→ The problem
Copy all of the data below, substituting "central" for every "innermost" and keeping everything else the same.

→ Data extract

──────────

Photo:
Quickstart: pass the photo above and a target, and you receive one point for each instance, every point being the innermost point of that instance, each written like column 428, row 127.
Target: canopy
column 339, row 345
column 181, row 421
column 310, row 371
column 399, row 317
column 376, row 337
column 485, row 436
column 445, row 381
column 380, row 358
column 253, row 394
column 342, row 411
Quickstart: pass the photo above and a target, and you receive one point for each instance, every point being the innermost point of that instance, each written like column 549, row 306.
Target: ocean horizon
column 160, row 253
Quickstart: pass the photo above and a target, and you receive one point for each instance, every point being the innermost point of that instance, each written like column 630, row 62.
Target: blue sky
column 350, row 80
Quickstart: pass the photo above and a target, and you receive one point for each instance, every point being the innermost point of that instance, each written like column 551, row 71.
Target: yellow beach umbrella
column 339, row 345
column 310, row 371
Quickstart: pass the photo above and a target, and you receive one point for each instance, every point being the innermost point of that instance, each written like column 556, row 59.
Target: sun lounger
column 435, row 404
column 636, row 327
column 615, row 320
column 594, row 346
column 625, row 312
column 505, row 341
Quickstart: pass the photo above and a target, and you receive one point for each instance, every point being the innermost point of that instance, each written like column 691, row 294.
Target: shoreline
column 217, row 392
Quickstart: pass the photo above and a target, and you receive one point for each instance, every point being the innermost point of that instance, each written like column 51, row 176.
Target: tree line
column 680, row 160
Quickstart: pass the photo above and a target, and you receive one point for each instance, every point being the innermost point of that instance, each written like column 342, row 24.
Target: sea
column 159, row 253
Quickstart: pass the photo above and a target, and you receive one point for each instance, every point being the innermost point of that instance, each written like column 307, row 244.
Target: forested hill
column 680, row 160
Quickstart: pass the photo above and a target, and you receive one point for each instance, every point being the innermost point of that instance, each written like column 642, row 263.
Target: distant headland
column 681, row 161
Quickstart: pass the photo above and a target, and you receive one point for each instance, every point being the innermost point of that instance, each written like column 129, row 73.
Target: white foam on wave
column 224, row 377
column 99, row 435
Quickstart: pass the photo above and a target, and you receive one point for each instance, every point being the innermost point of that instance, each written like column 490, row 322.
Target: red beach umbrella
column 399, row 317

──────────

→ Correct result
Photo:
Quickstart: pass the photo above and a target, and you receive one point for each instance, every point being the central point of that instance, each written like column 428, row 127.
Target: canopy
column 339, row 345
column 181, row 421
column 310, row 371
column 399, row 317
column 376, row 337
column 485, row 436
column 445, row 381
column 380, row 358
column 253, row 394
column 342, row 411
Quickstart: pass the photo above and a target, and you receive one point for each instance, every point being the central point of that instance, each written like column 549, row 306.
Target: ocean horizon
column 160, row 253
Quickstart: pass the photo above and a target, and you receive one point for each instance, every point being the central point of that instance, each written like column 630, row 62.
Target: blue sky
column 350, row 80
Quickstart: pass the photo above and a target, and you receive one point for each instance, every point being the central point of that instance, each written like column 551, row 71.
Target: yellow beach umbrella
column 339, row 345
column 310, row 371
Quickstart: pass the photo above and a target, and you receive one point for each instance, every point being the central point of that instance, each written like column 556, row 59.
Target: sun lounger
column 435, row 404
column 636, row 327
column 615, row 320
column 594, row 346
column 625, row 312
column 505, row 341
Quickstart: pass the photo above and a target, and you receive one point for each instance, every point being the central point of that instance, each written like column 691, row 294.
Target: shoreline
column 217, row 392
Quickstart: pass the photo above and a target, and you receive one point for each instance, every point being the central point of that instance, each written like column 51, row 176.
Target: tree line
column 680, row 160
Quickstart: pass the photo above and a target, and you receive one point for each instance, every point being the central point of that instance, each written like column 342, row 24.
Target: sea
column 159, row 253
Quickstart: pass the photo above and a target, and you receive one point for each instance, every point being the central point of that instance, each written like column 307, row 244.
Target: forested hill
column 680, row 160
Quickstart: pass the photo above and a target, and you receive one point for each instance, every point being the central point of that instance, each written like column 642, row 263.
Target: distant headland
column 681, row 161
Quickstart: pass the photo above and a target, and you receive one point for each instance, every point being the central point of that instance, each written like column 129, row 73.
Target: white foam on wave
column 224, row 377
column 99, row 435
Quickstart: pass the photo above and a target, and you receive one point for each instance, every point being the central point of that instance, each written like column 490, row 322.
Target: red beach umbrella
column 399, row 317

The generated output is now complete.